Bounding box annotation entries
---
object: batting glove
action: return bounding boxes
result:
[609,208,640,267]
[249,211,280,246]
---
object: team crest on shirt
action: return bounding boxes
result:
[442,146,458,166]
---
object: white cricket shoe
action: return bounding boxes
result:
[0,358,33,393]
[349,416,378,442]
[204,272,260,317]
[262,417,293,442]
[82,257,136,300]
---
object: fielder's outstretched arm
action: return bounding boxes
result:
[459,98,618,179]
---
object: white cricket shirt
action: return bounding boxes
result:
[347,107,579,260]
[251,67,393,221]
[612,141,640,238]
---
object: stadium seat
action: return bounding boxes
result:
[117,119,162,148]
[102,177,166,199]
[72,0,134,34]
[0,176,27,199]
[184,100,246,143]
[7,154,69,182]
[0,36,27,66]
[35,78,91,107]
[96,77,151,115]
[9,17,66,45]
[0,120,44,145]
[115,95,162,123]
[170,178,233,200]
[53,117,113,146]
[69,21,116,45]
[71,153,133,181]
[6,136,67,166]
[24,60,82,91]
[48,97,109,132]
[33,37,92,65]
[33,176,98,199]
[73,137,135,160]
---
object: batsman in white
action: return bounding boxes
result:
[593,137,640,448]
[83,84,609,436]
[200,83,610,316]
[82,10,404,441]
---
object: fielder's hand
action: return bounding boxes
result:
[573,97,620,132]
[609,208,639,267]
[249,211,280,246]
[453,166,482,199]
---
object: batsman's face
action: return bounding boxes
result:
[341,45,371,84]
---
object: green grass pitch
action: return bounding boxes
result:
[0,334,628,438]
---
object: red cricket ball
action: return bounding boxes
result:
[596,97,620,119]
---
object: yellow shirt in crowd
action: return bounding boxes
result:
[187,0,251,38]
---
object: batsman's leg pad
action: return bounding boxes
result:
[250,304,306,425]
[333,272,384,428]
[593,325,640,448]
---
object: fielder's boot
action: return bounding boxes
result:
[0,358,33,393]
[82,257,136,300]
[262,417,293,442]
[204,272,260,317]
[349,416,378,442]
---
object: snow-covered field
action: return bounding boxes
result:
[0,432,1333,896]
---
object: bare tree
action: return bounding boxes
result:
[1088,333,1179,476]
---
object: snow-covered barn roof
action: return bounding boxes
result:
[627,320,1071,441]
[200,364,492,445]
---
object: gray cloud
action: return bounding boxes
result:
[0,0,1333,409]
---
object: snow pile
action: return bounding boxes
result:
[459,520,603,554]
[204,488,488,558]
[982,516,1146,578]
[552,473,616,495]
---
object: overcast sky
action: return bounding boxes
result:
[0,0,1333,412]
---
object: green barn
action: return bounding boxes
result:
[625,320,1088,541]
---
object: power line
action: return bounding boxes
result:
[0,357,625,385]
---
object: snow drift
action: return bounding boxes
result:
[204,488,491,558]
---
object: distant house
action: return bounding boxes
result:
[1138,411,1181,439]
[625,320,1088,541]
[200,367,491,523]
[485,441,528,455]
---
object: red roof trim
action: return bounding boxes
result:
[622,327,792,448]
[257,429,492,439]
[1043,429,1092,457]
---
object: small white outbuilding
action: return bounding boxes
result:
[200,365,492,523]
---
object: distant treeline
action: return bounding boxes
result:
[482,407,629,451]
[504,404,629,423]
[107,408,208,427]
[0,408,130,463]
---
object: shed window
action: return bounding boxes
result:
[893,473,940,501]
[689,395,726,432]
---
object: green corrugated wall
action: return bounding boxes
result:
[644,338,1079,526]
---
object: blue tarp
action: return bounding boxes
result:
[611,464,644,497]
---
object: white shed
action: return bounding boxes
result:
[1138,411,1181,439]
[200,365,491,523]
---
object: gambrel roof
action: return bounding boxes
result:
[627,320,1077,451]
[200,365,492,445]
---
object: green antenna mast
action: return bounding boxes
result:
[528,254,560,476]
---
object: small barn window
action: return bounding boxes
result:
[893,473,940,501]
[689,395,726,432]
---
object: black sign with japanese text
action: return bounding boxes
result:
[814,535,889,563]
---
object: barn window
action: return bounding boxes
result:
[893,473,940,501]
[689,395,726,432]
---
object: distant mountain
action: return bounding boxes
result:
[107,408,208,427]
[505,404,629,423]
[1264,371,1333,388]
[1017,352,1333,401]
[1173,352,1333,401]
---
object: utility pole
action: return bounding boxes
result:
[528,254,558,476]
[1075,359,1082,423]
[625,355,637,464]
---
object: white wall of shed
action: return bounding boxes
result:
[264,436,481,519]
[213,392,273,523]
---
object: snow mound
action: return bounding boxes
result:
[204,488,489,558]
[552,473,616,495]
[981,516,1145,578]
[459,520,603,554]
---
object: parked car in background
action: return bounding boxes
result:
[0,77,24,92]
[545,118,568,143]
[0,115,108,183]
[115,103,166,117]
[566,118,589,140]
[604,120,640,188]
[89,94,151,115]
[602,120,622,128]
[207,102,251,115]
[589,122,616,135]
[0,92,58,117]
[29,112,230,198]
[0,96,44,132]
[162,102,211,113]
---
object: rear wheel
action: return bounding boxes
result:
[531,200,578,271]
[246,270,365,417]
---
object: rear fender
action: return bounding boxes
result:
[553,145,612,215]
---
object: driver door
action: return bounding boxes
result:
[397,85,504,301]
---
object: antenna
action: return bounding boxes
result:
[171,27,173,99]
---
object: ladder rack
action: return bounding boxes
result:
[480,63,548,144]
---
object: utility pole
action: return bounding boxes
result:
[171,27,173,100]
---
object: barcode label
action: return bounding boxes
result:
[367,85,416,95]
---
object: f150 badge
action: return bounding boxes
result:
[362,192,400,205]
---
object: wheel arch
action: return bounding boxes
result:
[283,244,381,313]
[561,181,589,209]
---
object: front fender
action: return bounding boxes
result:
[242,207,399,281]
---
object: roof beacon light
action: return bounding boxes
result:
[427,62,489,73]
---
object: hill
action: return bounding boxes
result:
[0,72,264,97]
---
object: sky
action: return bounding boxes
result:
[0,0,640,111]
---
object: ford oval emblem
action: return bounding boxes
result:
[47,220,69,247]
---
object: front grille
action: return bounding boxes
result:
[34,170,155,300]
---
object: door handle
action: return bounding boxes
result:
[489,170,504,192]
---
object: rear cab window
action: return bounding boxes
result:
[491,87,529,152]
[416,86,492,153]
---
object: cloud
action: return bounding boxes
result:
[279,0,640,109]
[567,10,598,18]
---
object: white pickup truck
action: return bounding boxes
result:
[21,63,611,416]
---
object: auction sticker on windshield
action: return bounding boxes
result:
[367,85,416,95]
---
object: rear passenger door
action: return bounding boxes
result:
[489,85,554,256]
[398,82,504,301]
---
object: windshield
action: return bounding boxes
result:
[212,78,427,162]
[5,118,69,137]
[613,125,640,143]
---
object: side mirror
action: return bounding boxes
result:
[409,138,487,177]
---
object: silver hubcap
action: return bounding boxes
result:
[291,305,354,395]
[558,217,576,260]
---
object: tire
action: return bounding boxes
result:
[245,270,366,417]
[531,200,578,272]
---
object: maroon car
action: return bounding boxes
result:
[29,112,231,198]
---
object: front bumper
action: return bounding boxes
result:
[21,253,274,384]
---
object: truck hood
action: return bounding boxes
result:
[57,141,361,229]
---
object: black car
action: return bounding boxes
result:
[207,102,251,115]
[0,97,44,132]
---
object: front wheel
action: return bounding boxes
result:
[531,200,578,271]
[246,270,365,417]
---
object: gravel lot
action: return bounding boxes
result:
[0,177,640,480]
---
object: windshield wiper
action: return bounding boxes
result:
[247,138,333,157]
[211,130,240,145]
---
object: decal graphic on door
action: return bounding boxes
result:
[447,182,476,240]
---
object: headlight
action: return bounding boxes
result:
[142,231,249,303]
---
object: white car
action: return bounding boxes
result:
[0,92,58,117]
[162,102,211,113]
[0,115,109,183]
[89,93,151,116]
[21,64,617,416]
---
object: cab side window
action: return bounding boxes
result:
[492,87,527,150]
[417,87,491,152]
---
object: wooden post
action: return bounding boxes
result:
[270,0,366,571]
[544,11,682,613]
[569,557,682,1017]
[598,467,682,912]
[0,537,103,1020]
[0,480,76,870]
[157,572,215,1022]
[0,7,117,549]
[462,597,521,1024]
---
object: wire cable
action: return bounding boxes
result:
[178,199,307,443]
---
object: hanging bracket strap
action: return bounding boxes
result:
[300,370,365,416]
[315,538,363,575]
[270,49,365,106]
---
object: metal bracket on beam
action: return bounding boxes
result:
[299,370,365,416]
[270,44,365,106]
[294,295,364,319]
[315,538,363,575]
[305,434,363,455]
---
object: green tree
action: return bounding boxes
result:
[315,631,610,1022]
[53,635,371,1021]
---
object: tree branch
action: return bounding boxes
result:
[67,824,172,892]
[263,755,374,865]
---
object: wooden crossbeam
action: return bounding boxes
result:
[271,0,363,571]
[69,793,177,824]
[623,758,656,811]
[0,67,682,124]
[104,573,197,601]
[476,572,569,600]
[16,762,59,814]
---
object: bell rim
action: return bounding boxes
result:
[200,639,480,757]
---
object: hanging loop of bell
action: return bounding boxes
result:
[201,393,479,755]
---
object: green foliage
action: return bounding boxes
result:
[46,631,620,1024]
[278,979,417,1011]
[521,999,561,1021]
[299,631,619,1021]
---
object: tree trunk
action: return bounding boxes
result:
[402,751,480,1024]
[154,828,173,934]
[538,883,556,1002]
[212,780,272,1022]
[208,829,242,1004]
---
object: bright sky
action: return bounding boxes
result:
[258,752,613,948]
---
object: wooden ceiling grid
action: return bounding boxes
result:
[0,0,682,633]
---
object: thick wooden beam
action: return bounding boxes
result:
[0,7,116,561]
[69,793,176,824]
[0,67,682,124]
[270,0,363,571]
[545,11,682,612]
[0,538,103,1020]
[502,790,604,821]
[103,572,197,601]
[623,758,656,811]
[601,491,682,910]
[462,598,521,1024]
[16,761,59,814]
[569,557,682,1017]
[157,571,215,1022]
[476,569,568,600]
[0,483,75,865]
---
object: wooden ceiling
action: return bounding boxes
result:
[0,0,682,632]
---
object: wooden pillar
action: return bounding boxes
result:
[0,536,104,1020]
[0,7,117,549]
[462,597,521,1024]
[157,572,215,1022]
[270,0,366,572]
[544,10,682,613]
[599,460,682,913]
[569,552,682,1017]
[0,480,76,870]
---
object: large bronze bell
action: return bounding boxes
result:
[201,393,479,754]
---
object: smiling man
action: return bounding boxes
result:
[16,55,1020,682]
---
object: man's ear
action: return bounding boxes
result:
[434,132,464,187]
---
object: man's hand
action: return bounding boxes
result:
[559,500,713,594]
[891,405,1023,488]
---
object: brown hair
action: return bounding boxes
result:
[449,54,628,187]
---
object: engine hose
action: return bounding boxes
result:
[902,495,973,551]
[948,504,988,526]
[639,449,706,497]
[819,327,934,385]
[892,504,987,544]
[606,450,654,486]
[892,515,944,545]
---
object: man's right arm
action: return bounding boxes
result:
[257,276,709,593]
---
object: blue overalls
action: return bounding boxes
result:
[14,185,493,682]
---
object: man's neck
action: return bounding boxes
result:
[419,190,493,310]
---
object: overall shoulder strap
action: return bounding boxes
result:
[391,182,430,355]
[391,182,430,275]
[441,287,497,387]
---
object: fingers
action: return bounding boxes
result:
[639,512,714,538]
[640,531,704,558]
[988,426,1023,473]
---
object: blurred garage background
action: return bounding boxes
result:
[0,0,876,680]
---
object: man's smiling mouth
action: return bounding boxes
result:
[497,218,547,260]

Work to be completed:
Reproduce the listing above character for character, beginning at its first line and stopping after the line that contains "[73,137,135,160]".

Task answer:
---
object: batting glove
action: return bounding boxes
result:
[609,208,640,267]
[249,211,280,246]
---
object: team crest on shirt
action: return bounding boxes
result:
[442,146,458,166]
---
object: white cricket shoe
action: return bounding boxes
result:
[0,358,33,393]
[349,416,378,442]
[204,272,260,317]
[262,417,293,442]
[82,257,136,300]
---
object: fielder's outstretched arm
action: return bounding boxes
result:
[459,98,618,179]
---
object: white cricket shirt
action: return bounding boxes
result:
[347,107,579,260]
[251,67,393,221]
[612,141,640,238]
---
object: stadium seat
action: return bounding boxes
result:
[117,119,162,148]
[102,177,166,199]
[72,0,134,34]
[0,176,27,199]
[184,100,246,143]
[7,154,69,182]
[0,36,27,66]
[35,78,91,107]
[96,77,151,115]
[9,17,66,45]
[0,120,44,145]
[115,95,162,123]
[170,178,233,200]
[53,117,113,146]
[69,21,116,45]
[71,153,133,181]
[6,136,67,166]
[24,60,82,91]
[48,97,109,132]
[33,37,92,65]
[33,176,98,199]
[73,137,135,160]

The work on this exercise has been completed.